= Written exercise =
Print, please, the line that contains "[locate] clear blue sky (one dot each)" and each line after it to the end of the entries, unchanged and with nothing else.

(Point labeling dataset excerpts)
· · · · · · ·
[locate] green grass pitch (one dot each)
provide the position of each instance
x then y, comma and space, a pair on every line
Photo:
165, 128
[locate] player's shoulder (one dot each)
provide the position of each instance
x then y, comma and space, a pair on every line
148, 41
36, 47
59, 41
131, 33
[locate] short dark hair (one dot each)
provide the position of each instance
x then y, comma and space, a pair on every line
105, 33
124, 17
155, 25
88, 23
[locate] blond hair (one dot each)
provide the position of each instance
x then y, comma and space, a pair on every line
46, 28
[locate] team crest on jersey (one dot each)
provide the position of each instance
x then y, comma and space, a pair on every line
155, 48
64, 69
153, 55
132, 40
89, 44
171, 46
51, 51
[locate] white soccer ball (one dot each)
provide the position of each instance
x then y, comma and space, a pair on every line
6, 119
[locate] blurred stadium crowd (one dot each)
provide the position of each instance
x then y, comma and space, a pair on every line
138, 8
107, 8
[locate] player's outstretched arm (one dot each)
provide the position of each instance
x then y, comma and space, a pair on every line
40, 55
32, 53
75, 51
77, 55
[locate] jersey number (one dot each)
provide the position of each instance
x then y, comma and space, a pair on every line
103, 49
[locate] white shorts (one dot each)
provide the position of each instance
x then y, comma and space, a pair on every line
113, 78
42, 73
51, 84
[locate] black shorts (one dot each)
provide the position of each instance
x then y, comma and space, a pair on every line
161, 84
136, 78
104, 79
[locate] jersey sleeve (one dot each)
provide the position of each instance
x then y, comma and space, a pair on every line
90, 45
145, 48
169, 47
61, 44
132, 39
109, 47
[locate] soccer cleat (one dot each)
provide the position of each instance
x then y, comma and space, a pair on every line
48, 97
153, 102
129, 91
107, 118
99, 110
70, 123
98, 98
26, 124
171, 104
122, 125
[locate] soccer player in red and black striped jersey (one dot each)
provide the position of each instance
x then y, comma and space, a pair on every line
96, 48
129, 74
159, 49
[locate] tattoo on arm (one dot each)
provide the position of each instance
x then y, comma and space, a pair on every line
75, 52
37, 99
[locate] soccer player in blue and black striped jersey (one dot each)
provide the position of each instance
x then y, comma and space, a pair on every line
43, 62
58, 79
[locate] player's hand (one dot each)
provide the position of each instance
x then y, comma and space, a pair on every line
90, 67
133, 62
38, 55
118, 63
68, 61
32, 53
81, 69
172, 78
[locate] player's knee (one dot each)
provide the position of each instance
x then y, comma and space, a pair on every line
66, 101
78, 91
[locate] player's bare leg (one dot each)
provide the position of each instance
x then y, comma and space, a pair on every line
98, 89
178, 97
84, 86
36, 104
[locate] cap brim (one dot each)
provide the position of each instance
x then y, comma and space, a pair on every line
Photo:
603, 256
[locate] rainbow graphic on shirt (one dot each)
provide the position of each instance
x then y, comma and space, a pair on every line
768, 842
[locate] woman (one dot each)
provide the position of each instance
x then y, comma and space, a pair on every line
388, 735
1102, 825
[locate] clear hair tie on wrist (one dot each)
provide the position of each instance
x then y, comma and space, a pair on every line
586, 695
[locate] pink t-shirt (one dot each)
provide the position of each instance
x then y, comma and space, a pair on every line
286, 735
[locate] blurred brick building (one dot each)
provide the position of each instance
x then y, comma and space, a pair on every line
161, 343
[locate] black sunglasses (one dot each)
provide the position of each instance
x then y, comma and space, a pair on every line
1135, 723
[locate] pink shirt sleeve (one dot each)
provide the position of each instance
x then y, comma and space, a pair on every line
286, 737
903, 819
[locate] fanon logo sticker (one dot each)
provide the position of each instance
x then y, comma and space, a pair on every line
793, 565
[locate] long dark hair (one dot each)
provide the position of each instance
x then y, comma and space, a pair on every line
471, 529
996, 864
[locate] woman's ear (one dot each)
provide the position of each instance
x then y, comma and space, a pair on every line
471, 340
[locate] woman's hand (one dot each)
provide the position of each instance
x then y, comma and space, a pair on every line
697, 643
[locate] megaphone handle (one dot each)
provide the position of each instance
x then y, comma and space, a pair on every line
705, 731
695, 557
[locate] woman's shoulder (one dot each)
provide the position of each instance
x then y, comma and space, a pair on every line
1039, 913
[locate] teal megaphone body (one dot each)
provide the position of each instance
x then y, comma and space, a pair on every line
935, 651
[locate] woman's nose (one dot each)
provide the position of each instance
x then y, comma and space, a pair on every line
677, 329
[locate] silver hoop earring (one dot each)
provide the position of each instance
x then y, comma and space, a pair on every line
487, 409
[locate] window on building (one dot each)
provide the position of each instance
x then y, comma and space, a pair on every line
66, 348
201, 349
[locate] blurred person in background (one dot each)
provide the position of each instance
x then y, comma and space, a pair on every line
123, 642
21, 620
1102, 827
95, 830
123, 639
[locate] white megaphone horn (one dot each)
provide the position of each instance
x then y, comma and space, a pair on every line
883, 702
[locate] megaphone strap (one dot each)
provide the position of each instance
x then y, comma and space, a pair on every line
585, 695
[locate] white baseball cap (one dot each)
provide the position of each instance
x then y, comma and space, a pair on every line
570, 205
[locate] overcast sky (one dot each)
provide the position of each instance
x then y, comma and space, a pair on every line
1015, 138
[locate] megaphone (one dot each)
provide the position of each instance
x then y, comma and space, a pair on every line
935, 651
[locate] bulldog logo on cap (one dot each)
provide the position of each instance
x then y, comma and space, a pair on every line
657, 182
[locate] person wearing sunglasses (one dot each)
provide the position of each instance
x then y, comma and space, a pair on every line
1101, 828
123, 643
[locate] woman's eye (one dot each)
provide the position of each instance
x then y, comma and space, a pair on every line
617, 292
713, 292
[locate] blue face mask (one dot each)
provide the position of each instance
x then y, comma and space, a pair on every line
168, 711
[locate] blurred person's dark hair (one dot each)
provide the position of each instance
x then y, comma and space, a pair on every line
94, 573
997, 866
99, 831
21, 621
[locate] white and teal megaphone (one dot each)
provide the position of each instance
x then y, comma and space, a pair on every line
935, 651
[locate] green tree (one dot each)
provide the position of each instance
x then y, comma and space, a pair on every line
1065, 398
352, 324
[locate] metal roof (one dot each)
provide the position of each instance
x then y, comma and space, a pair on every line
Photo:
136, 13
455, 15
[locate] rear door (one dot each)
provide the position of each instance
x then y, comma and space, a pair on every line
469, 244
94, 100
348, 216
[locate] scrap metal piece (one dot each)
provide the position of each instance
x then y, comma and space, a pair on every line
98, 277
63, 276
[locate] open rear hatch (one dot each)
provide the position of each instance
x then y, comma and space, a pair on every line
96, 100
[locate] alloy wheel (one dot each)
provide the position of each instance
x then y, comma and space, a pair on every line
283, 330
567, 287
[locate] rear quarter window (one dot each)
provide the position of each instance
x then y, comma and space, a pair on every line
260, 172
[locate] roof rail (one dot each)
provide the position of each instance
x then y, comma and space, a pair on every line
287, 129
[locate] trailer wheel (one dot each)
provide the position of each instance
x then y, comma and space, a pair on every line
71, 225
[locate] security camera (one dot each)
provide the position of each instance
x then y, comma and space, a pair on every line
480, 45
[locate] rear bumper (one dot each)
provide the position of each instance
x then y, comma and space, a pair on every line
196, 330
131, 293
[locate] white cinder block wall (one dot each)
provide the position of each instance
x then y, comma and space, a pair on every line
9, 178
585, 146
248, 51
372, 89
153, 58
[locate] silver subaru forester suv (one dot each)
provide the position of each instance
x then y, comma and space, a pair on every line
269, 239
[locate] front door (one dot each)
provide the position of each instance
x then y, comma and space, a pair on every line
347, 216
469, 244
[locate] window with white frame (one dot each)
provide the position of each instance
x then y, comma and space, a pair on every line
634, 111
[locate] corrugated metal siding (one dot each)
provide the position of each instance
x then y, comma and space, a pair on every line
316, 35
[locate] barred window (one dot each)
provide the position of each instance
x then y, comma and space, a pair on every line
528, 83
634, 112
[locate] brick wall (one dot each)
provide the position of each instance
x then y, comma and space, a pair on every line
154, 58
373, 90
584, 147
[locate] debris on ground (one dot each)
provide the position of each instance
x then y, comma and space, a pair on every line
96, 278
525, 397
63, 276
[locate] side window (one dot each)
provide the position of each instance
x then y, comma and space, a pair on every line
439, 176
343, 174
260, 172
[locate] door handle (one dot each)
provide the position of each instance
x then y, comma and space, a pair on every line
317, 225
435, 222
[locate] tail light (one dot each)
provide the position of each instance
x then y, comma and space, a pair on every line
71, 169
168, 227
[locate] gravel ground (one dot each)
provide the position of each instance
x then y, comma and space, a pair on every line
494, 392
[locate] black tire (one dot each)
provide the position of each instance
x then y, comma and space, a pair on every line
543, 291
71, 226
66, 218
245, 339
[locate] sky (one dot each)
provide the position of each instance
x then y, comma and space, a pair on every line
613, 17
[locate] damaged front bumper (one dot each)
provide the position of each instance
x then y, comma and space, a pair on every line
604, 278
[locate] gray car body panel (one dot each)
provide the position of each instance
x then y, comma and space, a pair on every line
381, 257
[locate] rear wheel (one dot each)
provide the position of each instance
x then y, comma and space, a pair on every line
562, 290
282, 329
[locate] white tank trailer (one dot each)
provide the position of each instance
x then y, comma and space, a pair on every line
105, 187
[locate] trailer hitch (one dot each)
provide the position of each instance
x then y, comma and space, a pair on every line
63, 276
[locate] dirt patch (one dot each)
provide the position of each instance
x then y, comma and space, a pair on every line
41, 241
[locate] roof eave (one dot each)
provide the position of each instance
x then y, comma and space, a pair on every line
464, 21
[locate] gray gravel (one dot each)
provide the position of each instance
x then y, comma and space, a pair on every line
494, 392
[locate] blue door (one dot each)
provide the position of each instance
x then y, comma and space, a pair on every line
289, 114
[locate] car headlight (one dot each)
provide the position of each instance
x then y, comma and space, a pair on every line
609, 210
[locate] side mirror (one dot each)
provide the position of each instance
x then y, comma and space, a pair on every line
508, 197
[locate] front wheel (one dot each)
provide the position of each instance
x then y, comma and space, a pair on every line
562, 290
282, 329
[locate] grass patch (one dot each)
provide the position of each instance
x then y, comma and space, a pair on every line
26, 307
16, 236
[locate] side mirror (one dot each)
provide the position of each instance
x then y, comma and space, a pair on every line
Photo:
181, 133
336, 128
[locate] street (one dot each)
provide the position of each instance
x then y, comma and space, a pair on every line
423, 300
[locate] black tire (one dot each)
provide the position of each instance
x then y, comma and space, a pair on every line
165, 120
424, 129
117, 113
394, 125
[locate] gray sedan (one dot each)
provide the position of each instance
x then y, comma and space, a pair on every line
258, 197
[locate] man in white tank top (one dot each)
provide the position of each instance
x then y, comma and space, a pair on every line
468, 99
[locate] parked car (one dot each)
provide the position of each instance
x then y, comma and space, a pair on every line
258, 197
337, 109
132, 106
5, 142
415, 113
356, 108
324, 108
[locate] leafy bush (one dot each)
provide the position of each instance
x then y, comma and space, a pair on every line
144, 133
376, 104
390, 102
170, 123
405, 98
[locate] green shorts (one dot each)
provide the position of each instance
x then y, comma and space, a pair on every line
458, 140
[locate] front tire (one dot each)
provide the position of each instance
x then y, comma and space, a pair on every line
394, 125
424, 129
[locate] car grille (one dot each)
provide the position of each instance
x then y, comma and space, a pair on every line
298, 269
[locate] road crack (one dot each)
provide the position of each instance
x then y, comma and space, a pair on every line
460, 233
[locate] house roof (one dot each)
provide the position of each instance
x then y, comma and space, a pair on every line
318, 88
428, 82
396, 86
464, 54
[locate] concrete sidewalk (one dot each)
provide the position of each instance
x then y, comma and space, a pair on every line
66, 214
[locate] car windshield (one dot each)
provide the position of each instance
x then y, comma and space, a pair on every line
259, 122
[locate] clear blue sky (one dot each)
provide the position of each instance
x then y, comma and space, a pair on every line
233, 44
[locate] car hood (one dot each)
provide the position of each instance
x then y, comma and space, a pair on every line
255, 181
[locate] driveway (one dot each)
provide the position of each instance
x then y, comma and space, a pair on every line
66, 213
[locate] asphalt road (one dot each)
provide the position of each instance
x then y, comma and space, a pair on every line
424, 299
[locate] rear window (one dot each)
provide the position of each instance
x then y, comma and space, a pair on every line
· · · · · · ·
= Complete response =
[locate] clear blue sky (one dot each)
provide the position of each instance
x then y, comma and space, a pair on every line
233, 44
[locate] car hood (one dot each)
provide the position of each instance
x then y, comma and space, a pair on every line
255, 181
[locate] driveway (one dot each)
provide the position of each instance
x then y, comma and space, a pair on every line
66, 213
[locate] asphalt road (one dot each)
provide the position of each instance
x then y, comma and space, a pair on every line
424, 299
[locate] rear window (one dot each)
provide the position of each instance
x then y, comma and space, a pair on every line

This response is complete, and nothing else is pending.